## Aim of the task
In the entries below, some lines hold the string "green"; please say how many, giving the number and nothing else.

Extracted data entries

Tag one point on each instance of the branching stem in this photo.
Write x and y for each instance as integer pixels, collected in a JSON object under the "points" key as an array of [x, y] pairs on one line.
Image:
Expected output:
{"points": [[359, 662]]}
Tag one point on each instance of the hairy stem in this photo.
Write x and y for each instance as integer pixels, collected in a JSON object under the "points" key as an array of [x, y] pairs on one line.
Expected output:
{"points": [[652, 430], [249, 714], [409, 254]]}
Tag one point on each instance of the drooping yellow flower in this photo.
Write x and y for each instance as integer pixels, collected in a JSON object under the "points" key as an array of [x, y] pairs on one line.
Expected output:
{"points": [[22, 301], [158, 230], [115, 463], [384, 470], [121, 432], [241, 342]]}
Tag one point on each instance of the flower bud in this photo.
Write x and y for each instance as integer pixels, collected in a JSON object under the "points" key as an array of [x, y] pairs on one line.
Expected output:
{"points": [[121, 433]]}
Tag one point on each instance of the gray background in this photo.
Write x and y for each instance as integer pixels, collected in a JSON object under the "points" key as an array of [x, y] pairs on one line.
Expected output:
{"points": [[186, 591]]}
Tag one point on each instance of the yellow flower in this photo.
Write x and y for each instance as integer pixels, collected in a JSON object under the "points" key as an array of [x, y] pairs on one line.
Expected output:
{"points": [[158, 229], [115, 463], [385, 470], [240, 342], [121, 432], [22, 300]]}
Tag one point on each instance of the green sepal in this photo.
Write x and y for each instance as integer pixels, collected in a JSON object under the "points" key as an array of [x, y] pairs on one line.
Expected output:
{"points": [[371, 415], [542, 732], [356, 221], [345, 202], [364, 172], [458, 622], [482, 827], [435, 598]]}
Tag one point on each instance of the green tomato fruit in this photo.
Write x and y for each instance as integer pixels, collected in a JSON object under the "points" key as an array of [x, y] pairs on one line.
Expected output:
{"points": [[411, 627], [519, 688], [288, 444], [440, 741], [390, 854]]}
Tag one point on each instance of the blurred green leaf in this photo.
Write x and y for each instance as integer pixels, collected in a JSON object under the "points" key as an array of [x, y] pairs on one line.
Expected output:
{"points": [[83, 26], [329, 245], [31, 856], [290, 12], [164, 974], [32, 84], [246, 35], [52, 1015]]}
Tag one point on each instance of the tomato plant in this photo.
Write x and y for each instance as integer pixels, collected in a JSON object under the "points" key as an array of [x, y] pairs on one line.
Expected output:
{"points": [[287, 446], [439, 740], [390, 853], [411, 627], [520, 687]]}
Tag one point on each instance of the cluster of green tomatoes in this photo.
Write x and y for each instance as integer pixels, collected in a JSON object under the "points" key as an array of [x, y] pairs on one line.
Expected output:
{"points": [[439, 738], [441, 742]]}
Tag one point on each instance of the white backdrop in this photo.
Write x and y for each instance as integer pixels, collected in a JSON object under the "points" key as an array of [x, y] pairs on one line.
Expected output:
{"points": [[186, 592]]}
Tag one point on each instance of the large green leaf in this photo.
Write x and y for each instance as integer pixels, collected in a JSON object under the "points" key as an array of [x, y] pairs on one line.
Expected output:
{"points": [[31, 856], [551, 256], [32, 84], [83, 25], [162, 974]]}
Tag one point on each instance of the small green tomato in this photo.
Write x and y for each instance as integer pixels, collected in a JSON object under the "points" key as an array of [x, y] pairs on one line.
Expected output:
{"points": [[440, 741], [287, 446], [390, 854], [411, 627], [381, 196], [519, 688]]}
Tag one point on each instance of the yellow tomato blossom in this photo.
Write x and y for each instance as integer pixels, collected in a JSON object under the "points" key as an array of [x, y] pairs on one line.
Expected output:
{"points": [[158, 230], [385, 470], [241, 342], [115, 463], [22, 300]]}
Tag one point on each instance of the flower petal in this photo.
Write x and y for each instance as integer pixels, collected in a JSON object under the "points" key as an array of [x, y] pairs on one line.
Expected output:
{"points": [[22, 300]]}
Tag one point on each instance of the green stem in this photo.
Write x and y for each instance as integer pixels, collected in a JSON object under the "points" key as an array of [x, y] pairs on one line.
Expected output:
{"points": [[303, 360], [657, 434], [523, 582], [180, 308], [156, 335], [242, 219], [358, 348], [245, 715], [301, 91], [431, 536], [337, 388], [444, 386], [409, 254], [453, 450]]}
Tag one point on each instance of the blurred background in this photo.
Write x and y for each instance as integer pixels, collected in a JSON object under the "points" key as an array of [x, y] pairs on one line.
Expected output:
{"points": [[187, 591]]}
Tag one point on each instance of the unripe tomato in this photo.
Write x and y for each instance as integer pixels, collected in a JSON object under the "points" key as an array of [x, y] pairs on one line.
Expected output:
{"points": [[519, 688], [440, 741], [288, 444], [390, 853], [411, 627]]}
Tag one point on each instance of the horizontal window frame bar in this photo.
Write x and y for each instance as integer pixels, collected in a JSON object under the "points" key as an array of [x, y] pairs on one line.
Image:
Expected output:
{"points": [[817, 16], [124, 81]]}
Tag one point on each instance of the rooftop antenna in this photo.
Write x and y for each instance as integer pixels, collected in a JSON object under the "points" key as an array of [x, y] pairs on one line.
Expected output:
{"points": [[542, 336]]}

## Response for this exercise
7